- _EXERCISE OBJECTIVE_: Copy every entry below verbatim, line for line, and omit the pictures from your output.

-- SUPPLIED MATERIAL start --

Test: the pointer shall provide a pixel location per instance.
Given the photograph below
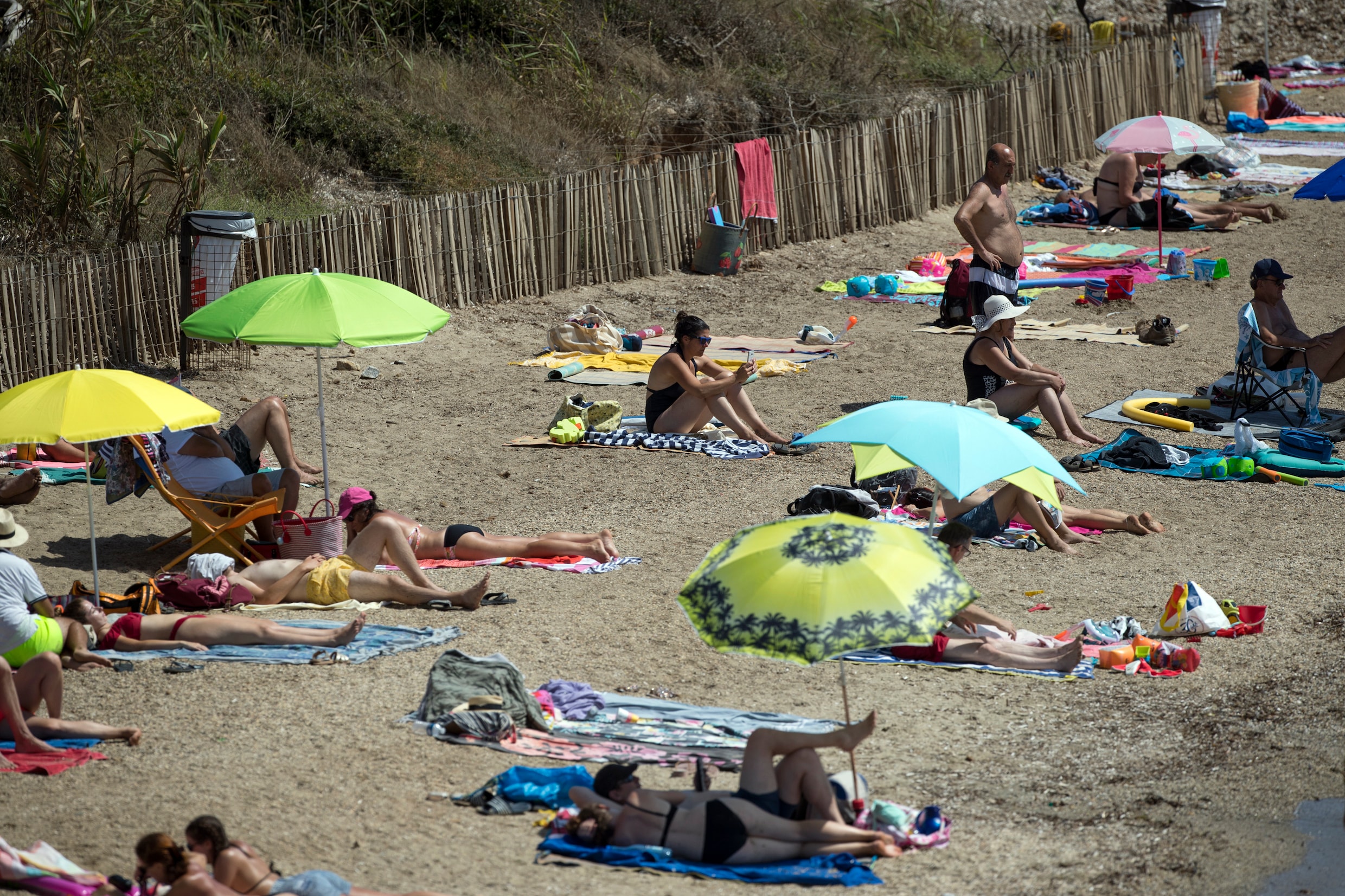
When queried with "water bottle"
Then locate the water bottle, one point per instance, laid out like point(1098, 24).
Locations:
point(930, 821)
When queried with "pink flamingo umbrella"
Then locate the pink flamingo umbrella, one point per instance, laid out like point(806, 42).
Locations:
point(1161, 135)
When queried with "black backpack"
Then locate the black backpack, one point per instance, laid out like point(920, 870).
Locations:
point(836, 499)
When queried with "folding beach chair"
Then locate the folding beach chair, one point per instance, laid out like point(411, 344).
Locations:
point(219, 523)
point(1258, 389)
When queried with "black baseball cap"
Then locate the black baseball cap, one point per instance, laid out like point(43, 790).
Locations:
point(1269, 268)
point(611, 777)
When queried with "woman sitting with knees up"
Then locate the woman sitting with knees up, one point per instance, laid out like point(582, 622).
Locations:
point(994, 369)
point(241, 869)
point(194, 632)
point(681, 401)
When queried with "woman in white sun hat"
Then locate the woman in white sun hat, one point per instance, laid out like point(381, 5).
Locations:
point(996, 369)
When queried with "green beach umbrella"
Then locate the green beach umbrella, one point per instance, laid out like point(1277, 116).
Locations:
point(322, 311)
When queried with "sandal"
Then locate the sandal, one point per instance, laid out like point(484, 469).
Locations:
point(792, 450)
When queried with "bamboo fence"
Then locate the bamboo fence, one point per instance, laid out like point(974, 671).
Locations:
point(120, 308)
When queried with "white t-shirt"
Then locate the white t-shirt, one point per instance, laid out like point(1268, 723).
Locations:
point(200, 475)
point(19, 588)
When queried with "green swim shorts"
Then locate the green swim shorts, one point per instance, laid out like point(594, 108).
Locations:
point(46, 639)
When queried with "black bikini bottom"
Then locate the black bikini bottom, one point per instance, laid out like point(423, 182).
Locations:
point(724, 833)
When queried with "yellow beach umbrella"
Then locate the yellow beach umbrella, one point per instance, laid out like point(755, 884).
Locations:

-- SUPPLIED MATERIAL end --

- _COMPLETED EXERCISE_:
Test: the pointer shall provide a pixel location per instance.
Given the photograph below
When queried with "water bottle"
Then locate the water bottle, one point per instance, laid out like point(1098, 24).
Locations:
point(930, 821)
When queried with "pink flamingo umbrella"
Then locate the pink flamingo umbrella, one point per instance, laid out like point(806, 42).
Locations:
point(1161, 135)
When queried with "black backpack"
Then locate the black backpack, one point per instance, laid out like point(920, 870).
Locations:
point(836, 499)
When queried with "folding beach chair"
Then locate the folding beach chair, one point per instance, laid out like point(411, 344).
Locations:
point(219, 523)
point(1258, 389)
When queried with "black baseball cap"
Then locate the black baseball cap, one point per instance, laid out like point(43, 790).
Locations:
point(1269, 268)
point(611, 777)
When queried with "woman sitting with knees up"
Then locate the woman sitting with knees up, one point per instance, laid out like point(582, 622).
Locations:
point(994, 369)
point(241, 869)
point(194, 632)
point(681, 401)
When queried with "woman in white sun hat"
Then locate the woman in white sun hat, one point per instance, laid out like point(381, 5).
Locations:
point(996, 369)
When queried with "green beach umbrella"
Then locate the green beach umbrella, one point per instance, laid out like point(1277, 116).
Locations:
point(322, 311)
When queried with "sandal"
Then locate the sandal, one point per instance, laid out like point(484, 469).
Locations:
point(792, 450)
When queried with "bamboo fence"
Then locate the bamboo fence, one point per instance, laid out like point(974, 671).
Locations:
point(120, 308)
When queried with "white t-shirt"
Then locate the white t-shirt, one point per instance, laid out like point(1268, 723).
Locations:
point(200, 475)
point(19, 588)
When queried with "green swim shorts"
Then locate the green swim shorts, one point per instance, laid out like point(594, 108).
Locations:
point(46, 639)
When queried with "black bikini bottom"
Then locate the black bikini bottom, one point per instance, laid out like point(423, 182).
Locations:
point(724, 833)
When queried with "yellow beach umbrella"
Then locate the yellow beach umbrella, one point per instance, laid out like point(755, 884).
Locations:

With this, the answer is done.